## TASK DESCRIPTION
Recast the records from the line with "I need to verify whether any square" up to and including the line with "126;1;299;452" as a Markdown table with the columns No. and Line, numbering each row and leaving out blank lines.

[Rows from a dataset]

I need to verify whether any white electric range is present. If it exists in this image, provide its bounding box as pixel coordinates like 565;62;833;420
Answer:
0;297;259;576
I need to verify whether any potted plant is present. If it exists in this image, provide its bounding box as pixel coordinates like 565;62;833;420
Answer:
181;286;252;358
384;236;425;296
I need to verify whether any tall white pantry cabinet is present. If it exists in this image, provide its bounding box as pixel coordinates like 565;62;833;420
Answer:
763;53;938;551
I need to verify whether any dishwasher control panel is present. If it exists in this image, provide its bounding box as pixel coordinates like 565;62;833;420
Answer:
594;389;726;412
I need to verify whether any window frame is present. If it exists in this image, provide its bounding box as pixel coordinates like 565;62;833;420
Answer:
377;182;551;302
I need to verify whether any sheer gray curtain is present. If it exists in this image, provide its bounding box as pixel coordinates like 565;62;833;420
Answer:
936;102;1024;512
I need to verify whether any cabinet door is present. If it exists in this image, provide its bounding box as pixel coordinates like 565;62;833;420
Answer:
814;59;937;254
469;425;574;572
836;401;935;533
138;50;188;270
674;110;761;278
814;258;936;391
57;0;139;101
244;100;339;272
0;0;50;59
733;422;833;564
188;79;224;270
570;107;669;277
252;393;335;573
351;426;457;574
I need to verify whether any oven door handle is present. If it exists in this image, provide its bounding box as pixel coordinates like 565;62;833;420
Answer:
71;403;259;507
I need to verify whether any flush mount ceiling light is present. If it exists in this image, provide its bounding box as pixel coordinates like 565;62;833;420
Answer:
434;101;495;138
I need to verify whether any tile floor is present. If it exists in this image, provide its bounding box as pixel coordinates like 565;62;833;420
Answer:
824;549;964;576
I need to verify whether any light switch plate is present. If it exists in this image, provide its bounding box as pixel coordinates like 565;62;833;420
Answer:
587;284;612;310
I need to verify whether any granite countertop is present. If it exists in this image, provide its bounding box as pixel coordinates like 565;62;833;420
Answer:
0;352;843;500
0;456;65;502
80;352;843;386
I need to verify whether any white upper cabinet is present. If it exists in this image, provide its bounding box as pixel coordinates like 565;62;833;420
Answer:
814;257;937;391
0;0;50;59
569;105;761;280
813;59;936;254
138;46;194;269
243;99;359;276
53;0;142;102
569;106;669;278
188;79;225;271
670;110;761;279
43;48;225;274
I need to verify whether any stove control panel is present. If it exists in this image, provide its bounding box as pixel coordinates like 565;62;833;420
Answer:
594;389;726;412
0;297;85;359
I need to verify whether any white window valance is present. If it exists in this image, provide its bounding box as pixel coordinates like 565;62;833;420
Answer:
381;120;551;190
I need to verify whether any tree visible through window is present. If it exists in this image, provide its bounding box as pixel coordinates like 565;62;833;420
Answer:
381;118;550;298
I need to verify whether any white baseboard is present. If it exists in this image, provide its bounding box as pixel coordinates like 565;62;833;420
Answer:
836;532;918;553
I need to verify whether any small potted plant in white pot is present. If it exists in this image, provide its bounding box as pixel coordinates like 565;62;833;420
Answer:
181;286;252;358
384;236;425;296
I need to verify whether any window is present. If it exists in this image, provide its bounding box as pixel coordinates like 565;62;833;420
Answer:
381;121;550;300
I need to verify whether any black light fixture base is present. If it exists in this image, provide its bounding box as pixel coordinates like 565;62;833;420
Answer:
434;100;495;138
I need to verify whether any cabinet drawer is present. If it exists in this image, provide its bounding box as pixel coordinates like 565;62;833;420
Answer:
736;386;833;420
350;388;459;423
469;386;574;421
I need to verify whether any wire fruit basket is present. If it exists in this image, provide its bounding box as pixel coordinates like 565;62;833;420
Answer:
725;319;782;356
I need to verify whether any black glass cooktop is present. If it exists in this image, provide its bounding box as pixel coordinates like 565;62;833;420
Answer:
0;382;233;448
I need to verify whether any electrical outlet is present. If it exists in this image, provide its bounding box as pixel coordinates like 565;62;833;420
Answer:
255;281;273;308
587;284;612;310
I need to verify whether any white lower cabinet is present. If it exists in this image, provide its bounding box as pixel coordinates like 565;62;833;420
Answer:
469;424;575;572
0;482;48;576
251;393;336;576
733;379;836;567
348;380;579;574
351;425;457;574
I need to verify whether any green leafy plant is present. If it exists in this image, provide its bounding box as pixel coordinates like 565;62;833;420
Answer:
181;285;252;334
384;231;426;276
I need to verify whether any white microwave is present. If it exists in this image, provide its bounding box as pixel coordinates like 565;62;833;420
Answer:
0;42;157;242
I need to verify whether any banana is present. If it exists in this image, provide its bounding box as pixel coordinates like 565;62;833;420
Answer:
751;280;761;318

--

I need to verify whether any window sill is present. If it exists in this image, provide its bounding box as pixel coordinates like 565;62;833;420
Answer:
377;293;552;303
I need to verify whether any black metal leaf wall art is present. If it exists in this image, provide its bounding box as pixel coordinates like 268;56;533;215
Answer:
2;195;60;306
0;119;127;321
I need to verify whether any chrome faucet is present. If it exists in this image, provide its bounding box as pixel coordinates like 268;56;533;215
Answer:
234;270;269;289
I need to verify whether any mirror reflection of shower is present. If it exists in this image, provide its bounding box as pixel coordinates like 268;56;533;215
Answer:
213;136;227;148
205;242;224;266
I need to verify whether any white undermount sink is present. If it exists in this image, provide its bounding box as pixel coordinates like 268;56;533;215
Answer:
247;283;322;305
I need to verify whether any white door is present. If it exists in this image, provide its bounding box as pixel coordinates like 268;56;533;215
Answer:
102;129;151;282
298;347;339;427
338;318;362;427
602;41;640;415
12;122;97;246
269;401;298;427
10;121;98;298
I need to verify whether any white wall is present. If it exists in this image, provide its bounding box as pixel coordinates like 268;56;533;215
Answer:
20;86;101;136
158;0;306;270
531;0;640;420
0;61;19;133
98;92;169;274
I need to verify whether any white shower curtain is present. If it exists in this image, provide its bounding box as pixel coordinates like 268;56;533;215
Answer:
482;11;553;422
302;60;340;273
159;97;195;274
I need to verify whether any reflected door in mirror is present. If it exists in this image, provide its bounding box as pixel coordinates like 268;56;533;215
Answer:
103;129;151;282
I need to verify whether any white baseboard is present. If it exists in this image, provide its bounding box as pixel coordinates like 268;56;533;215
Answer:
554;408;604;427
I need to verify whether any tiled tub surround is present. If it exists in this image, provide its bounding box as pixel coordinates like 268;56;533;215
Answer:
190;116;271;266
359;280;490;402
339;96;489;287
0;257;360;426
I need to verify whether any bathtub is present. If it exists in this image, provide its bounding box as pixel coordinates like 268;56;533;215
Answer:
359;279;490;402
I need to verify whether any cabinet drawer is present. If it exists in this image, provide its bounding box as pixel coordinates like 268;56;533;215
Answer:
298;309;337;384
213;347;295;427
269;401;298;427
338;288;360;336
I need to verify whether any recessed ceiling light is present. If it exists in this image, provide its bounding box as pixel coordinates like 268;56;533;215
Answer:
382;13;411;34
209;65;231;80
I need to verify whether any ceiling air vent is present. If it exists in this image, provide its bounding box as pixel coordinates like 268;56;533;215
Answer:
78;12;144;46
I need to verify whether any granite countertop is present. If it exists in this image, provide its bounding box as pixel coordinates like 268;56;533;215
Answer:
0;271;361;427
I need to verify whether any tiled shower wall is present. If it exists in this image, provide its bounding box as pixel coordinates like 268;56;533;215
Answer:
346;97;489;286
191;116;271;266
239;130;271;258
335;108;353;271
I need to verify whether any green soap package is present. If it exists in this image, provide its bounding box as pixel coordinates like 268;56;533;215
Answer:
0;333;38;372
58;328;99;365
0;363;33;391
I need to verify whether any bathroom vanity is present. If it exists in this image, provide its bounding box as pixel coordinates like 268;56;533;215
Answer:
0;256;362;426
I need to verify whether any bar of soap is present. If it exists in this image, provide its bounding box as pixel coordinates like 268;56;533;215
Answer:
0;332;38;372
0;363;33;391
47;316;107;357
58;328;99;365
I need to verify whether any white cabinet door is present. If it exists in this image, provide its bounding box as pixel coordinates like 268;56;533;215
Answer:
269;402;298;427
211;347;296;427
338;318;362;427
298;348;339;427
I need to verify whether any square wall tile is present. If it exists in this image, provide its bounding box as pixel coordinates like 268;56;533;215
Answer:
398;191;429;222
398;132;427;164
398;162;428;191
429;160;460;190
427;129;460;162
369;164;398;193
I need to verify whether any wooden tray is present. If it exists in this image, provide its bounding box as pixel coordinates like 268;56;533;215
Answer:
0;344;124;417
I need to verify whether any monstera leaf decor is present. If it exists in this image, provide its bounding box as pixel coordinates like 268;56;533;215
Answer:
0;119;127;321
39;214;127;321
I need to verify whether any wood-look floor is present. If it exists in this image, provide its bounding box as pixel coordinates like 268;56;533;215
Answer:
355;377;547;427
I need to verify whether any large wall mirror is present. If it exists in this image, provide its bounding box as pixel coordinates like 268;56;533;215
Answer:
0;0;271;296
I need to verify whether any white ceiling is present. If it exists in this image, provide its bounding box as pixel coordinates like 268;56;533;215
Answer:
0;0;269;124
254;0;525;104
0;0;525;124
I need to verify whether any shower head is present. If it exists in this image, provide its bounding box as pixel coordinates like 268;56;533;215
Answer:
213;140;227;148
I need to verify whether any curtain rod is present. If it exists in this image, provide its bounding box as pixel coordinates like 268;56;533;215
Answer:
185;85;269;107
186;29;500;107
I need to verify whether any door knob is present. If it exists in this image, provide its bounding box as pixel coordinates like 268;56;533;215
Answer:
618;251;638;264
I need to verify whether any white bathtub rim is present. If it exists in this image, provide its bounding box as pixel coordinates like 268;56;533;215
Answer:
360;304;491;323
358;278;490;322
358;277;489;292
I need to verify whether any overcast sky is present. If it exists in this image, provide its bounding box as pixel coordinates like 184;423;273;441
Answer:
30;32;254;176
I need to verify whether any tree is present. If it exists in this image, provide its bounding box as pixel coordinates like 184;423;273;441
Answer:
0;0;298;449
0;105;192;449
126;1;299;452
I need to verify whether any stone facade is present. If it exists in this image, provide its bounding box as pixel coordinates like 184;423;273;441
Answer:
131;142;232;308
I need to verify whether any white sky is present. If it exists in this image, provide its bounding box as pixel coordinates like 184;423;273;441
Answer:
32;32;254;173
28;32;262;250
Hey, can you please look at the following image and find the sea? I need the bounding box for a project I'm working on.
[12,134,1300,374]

## RESULT OF THIS EXERCISE
| No. | Line |
|---|---|
| 1 | I need to verify whether any square wall tile is present. If it exists in this image, provide its bounding box as pixel coordinates like 268;56;533;215 |
| 2 | Answer: |
| 3 | 398;191;429;222 |
| 4 | 398;132;427;164 |
| 5 | 398;162;428;191 |
| 6 | 429;160;460;190 |
| 7 | 427;129;460;162 |
| 8 | 369;164;398;193 |
| 9 | I need to verify whether any wooden tray is present. If it exists in this image, provide its bounding box as pixel coordinates like 268;56;533;215 |
| 10 | Answer: |
| 11 | 0;344;124;417 |
| 12 | I need to verify whether any monstera leaf decor is present. If it exists in this image, provide its bounding box as pixel coordinates like 268;56;533;215 |
| 13 | Answer: |
| 14 | 0;119;127;321 |
| 15 | 39;214;127;321 |
| 16 | I need to verify whether any wood-look floor is present. If it exists in this image, provide its bounding box as pixel coordinates like 268;56;533;215 |
| 17 | Answer: |
| 18 | 355;377;547;427 |
| 19 | I need to verify whether any large wall mirror is present. If it exists in this image, provide its bounding box as pixel coordinates like 268;56;533;215 |
| 20 | Answer: |
| 21 | 0;0;271;296 |
| 22 | I need to verify whether any white ceiling is present. If it exists in this image, provide its bounding box as pixel coordinates like 268;56;533;215 |
| 23 | Answer: |
| 24 | 0;0;269;124 |
| 25 | 254;0;525;104 |
| 26 | 0;0;525;124 |
| 27 | I need to verify whether any shower head is present. If it exists in this image, provide its bounding box as pixel coordinates like 268;56;533;215 |
| 28 | Answer: |
| 29 | 213;140;227;148 |
| 30 | I need to verify whether any curtain rod is present. If it exists in this image, provide its bounding box as pixel coordinates like 268;56;533;215 |
| 31 | Answer: |
| 32 | 185;85;269;107 |
| 33 | 186;29;500;107 |
| 34 | I need to verify whether any door knob is present. If it exists in this image, provide its bounding box as pixel coordinates like 268;56;533;215 |
| 35 | Answer: |
| 36 | 618;251;638;264 |
| 37 | I need to verify whether any white bathtub rim is present. If it exists in this image, provide its bounding box as pixel coordinates like 268;56;533;215 |
| 38 | Answer: |
| 39 | 360;304;491;323 |
| 40 | 358;278;490;322 |
| 41 | 358;277;489;292 |
| 42 | I need to verify whether any overcast sky is present. If it exists in this image, provide its bounding box as pixel coordinates like 184;423;273;441 |
| 43 | Answer: |
| 44 | 30;32;254;176 |
| 45 | I need to verify whether any tree is present. If it exists in this image, provide its bounding box as pixel coordinates like 184;423;273;441 |
| 46 | Answer: |
| 47 | 0;0;298;449 |
| 48 | 0;105;192;449 |
| 49 | 126;1;299;452 |